What needs to be done: Copy out the passage from the mercury chloride study that begins at the words "Our results reported" and stops after "CD8% towards normal.".

Document section:
____________
In the present study, liver and renal functions were detrimentally altered after HgCl2 administration causing hepatorenal dysfunction evidenced by a significant elevation in AST, ALT, and ALP enzyme activities and urea, uric acid, and creatinine levels. Similar results were reported by [22, 23]. Treatment with DPPD showed a marked improvement that was clear in the previously listed parameters, and these findings agreed with those of Kawai et al. [13] who reported that DPPD may possess an antioxidative behavior.

HgCl2 administration initiates the formation of highly reactive substances such as reactive oxygen species in addition to the stimulation of oxidative stress [24]. Consequently, the lipid peroxidation level increased and the antioxidant enzymes activities decreased.

In the present study, we found that HgCl2 significantly diminishes the activities of the antioxidant enzymes SOD and CAT in addition to GSH in kidney and liver tissues, whereas the end product of lipid peroxidation (MDA contents) was significantly increased compared with the control group. A variety of experiments have demonstrated parallel results [23, 25]. Conversely, coadministration of DPPD + HgCl2 showed a significant modulation in the activities of SOD and CAT in addition to the level of GSH and MDA towards normal. The hepatorenal protective activity of DPPD was observed in the previous studies [12, 26].

Hydroxyproline is used for the estimation of the collagen content, considering that collagen contained 12.7% hydroxyproline by weight [27]. Our results were parallel to those of Yuan et al. [28] who concluded that renal and liver fibrosis are induced by HgCl2, demonstrated by a significant elevation (p ≤ 0.001) of the hydroxyproline content in liver and kidney tissues compared to control. Consequently, treatment with DPPD significantly attenuated hydroxyproline and collagen deposition (p ≤ 0.001) in animals [19].

Our results reported a significant increase in both renal and hepatic TGF-β%, CD4%, and CD8% in HgCl2-treated rats compared to (control and HgCl2 + DPPD groups). The elevated CD4+ and CD8+ percentage may be related to the abnormal immune status due to HgCl2 toxicity. These results are in agreement with the previous findings by Liu et al. [29], who indicate significant increases in CD4% and CD8% as a result of mercury induction of T-cell autoimmune syndrome, including autoantibodies and increases in TGF-β production and various other cytokines cause collagen deposition. Moreover, previous studies [30, 31] reported a significant increase in renal and hepatic TGF-β% in HgCl2-treated rats compared to control, but rats treated with HgCl2 + DPPD showed a significant decrease in TGF-β%, CD4%, and CD8% towards normal.
____________
Supplied information:
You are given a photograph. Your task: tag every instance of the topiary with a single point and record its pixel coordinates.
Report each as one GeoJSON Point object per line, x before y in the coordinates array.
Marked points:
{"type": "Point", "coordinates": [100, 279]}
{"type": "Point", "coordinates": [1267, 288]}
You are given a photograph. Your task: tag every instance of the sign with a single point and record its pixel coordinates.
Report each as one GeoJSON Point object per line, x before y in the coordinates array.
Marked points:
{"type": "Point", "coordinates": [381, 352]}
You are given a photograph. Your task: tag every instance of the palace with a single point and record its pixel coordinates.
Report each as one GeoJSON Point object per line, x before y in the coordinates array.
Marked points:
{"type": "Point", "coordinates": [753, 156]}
____________
Response for this exercise:
Our results reported a significant increase in both renal and hepatic TGF-β%, CD4%, and CD8% in HgCl2-treated rats compared to (control and HgCl2 + DPPD groups). The elevated CD4+ and CD8+ percentage may be related to the abnormal immune status due to HgCl2 toxicity. These results are in agreement with the previous findings by Liu et al. [29], who indicate significant increases in CD4% and CD8% as a result of mercury induction of T-cell autoimmune syndrome, including autoantibodies and increases in TGF-β production and various other cytokines cause collagen deposition. Moreover, previous studies [30, 31] reported a significant increase in renal and hepatic TGF-β% in HgCl2-treated rats compared to control, but rats treated with HgCl2 + DPPD showed a significant decrease in TGF-β%, CD4%, and CD8% towards normal.